= YOUR TASKS =
1) Write out the stretch of the Blanchard article from "When Blanchard took" through "a life term.".
2) According to the Blanchard article, what sentence did Blanchard receive in exchange for pleading guilty to second-degree murder?
---------- SUPPLIED TEXT
Among the unnecessary procedures Blanchard underwent was the removal of her salivary glands. Her mother convinced doctors it was necessary by using topical anesthetic to cause drooling.

Blanchard, who had little schooling or contact with anyone but her mother, also was misled, especially when she was younger, Stanfield said.

"The doctors seem to confirm everything that you're being told," he said. "The outside world is telling you that your mother is a wonderful, loving, caring person. What other idea can you have?"

A silhouette of a sheriff is shown in front of a house.

But then the abuse became more physical, Stanfield said. Blanchard testified that her mother beat her and chained her to a bed. Slowly, she was alsobeginning to understand that she wasn't as sick as her mom said.

"I wanted to be free of her hold on me," Blanchard testified at the 2018 trial of her former boyfriend, Nicholas Godejohn of Big Bend, Wis., who is serving a life sentence in the killing. During her testimony, she said: "I talked him into it."

When Blanchard took the stand at his trial, prosecutors already had cut her a deal because of the abuse she had endured. In exchange for pleading guilty in 2016 to second-degree murder, she was sentenced to 10 years in prison. The first-degree murder charge she initially faced would have meant a life term.
--------------------
---------- DATASET ROWS
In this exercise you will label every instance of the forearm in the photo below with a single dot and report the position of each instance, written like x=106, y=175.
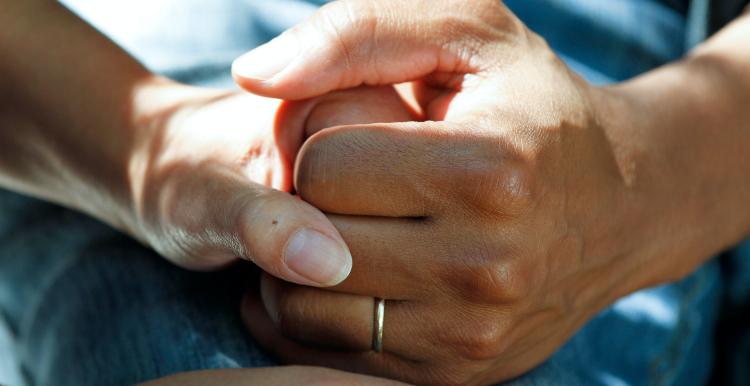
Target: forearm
x=72, y=108
x=686, y=135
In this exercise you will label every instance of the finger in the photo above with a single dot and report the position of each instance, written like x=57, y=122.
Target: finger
x=396, y=170
x=297, y=120
x=340, y=321
x=355, y=42
x=265, y=333
x=388, y=257
x=223, y=215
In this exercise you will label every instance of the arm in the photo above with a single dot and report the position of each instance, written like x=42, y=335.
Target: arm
x=687, y=126
x=527, y=202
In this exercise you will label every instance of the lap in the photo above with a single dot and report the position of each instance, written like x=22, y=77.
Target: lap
x=86, y=305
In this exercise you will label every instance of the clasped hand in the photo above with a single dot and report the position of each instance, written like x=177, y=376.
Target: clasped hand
x=493, y=227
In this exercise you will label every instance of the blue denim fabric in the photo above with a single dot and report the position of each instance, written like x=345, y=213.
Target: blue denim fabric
x=85, y=305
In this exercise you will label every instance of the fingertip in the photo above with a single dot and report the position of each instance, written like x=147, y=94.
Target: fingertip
x=318, y=257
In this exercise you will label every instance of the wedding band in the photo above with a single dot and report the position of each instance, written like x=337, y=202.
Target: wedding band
x=377, y=328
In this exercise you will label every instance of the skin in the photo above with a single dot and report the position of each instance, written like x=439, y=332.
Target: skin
x=272, y=376
x=202, y=176
x=526, y=202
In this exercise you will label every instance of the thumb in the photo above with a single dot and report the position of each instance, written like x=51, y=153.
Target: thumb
x=354, y=42
x=217, y=215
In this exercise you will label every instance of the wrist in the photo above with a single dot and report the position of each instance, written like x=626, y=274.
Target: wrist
x=686, y=194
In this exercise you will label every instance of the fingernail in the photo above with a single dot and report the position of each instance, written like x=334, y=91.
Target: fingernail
x=264, y=62
x=317, y=257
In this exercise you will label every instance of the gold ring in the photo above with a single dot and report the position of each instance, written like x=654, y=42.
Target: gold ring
x=377, y=328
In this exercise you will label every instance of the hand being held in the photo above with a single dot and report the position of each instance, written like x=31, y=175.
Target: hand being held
x=494, y=230
x=211, y=183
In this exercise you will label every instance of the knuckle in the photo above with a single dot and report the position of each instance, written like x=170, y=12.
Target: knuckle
x=505, y=187
x=288, y=309
x=478, y=340
x=493, y=279
x=346, y=24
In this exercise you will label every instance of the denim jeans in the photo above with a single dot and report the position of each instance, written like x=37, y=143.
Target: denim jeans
x=81, y=304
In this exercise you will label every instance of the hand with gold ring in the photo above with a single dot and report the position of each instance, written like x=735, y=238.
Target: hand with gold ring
x=525, y=202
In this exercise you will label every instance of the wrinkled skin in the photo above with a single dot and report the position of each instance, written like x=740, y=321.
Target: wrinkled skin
x=494, y=229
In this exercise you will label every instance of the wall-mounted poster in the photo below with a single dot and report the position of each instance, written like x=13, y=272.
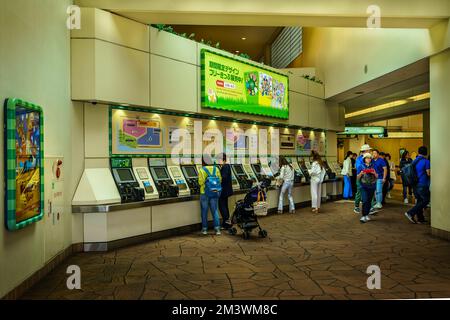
--------------------
= TASK-BY-TASK SOLUTIONS =
1)
When Blanchard took the stand at his trial, prosecutors already had cut her a deal because of the abuse she had endured. In exchange for pleading guilty in 2016 to second-degree murder, she was sentenced to 10 years in prison. The first-degree murder charge she initially faced would have meant a life term.

2) She was sentenced to 10 years in prison.